= EXERCISE PROMPT =
Reproduce the stretch of the listing below from the line containing "segment player in white shirt, all instances" through the line containing "Return the outline of every instance of the player", both included, copying those lines exactly as they appear and nothing else.

= TASK DATA =
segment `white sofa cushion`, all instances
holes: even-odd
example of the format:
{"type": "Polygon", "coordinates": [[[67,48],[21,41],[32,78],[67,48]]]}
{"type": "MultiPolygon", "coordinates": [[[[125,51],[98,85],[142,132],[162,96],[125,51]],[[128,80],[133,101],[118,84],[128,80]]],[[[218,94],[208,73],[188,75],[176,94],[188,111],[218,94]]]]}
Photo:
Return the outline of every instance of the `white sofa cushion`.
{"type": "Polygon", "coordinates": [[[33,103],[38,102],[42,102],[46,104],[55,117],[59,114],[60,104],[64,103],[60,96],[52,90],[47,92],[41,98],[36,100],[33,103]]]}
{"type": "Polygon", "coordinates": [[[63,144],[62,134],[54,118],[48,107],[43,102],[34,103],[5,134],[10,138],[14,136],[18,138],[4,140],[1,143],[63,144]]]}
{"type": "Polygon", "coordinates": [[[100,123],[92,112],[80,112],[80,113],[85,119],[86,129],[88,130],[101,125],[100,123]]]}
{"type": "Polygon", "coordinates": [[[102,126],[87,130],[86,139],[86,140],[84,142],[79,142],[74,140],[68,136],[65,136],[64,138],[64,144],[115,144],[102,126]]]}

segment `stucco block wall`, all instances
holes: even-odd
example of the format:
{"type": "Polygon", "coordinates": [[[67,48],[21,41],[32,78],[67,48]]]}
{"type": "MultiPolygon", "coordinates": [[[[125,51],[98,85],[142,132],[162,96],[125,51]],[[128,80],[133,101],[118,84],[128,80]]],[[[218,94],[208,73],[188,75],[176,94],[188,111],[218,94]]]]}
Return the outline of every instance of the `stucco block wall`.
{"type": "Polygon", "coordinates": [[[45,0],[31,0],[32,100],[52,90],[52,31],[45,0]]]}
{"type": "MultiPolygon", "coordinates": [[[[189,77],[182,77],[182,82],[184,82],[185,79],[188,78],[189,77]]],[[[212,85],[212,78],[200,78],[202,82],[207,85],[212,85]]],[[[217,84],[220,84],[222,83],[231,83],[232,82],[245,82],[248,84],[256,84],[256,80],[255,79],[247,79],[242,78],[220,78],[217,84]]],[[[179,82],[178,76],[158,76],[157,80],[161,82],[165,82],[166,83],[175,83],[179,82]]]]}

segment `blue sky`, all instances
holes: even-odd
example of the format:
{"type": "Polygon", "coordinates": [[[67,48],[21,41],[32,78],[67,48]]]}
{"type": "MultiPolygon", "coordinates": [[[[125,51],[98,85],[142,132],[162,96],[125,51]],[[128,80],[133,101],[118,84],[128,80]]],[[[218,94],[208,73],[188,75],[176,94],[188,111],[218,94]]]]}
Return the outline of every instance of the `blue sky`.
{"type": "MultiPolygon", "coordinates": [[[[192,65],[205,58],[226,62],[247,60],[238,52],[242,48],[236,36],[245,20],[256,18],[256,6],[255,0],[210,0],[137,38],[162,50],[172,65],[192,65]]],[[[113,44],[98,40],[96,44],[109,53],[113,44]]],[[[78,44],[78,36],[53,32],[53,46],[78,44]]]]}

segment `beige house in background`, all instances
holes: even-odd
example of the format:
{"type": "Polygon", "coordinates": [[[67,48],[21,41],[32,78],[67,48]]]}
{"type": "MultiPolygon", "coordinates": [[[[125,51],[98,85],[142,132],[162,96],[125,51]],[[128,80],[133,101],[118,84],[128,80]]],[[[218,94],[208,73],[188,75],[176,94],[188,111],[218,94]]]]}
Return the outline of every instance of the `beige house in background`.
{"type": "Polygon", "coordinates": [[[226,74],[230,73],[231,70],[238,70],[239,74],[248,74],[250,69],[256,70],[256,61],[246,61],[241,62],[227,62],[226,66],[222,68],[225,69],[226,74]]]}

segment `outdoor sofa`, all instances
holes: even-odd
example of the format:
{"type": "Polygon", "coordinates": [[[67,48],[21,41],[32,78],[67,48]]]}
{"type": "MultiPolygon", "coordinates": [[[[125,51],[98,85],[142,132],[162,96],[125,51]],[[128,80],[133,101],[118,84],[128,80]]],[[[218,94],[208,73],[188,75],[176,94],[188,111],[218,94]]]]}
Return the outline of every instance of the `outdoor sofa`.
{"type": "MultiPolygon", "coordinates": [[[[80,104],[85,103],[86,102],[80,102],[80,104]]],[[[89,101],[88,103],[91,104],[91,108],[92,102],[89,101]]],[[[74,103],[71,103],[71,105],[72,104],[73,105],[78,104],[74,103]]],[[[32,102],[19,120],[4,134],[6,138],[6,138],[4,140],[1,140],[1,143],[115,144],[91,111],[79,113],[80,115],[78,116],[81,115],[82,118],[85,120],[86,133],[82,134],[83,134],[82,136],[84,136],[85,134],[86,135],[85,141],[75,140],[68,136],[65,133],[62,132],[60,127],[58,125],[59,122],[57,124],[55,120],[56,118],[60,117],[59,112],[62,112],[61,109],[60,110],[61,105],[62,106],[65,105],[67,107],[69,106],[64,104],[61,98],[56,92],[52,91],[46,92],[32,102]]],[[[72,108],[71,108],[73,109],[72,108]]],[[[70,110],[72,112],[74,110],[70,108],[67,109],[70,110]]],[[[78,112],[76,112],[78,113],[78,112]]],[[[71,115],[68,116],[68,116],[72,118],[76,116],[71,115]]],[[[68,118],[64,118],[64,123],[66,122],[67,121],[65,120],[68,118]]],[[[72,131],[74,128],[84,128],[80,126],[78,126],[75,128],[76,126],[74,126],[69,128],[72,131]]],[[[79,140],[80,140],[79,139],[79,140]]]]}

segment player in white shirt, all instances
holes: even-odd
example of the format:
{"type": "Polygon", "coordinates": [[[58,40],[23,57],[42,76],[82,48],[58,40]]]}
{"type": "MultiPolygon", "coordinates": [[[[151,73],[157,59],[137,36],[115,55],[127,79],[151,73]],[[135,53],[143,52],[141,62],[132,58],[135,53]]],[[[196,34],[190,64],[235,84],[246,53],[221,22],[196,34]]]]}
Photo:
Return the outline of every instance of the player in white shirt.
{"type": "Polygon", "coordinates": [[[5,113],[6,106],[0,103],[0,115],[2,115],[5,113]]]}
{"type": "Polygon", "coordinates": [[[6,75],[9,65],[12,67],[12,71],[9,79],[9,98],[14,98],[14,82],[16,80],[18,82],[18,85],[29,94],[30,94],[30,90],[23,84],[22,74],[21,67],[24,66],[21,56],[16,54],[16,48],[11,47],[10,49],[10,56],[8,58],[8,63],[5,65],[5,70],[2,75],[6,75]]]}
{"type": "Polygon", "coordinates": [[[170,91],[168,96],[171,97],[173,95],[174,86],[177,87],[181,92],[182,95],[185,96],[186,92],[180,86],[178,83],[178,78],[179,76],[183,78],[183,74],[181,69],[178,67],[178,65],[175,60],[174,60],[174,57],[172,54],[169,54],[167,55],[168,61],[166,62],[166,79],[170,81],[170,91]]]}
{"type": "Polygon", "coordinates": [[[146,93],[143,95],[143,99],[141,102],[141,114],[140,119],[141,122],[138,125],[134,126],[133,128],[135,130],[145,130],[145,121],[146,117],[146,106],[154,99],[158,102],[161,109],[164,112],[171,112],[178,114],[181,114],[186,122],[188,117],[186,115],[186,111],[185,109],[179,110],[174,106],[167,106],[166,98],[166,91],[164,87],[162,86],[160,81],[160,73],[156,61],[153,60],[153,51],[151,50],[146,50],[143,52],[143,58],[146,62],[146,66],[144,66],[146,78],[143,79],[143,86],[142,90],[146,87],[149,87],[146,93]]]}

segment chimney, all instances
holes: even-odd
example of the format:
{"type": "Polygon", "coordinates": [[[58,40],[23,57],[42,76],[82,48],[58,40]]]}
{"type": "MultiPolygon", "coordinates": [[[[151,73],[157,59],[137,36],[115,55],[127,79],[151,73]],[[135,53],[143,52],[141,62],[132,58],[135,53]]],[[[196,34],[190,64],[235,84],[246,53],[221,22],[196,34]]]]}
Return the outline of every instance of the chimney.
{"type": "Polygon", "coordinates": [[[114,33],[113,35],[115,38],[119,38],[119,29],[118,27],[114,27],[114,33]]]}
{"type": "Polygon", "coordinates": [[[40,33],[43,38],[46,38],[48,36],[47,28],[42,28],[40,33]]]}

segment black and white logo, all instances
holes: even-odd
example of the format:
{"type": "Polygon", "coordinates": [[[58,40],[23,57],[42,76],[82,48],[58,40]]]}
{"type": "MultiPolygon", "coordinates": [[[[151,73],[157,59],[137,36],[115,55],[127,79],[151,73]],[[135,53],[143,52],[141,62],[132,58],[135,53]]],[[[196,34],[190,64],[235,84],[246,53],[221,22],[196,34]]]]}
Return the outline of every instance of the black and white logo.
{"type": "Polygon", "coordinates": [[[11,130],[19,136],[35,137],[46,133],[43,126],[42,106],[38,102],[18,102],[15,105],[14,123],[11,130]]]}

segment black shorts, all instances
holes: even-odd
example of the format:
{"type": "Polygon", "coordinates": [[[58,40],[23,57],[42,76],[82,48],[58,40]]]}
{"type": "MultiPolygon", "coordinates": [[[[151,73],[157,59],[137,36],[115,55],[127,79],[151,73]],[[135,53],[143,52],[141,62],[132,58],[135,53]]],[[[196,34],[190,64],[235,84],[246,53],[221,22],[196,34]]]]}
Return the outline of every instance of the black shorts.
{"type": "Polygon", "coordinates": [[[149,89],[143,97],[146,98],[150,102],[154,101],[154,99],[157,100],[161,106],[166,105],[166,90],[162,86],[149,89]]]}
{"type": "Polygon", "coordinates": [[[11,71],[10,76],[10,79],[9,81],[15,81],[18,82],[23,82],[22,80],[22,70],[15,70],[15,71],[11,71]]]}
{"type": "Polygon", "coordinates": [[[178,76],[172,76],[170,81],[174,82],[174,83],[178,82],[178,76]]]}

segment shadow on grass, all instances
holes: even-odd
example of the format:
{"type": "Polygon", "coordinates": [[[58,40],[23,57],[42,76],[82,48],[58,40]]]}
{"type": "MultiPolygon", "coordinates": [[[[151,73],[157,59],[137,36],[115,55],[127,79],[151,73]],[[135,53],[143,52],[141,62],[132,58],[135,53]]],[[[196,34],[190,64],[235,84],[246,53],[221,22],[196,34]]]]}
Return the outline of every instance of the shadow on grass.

= TASK OUTPUT =
segment player in white shirt, all instances
holes: even-odd
example of the format:
{"type": "Polygon", "coordinates": [[[58,40],[23,57],[42,76],[82,48],[58,40]]]}
{"type": "MultiPolygon", "coordinates": [[[[151,73],[157,59],[137,36],[115,55],[127,79],[151,73]],[[135,53],[143,52],[141,62],[132,58],[135,53]]],[[[196,34],[190,64],[235,84],[246,53],[221,22],[196,34]]]]}
Photo:
Return the outline of every instance of the player in white shirt.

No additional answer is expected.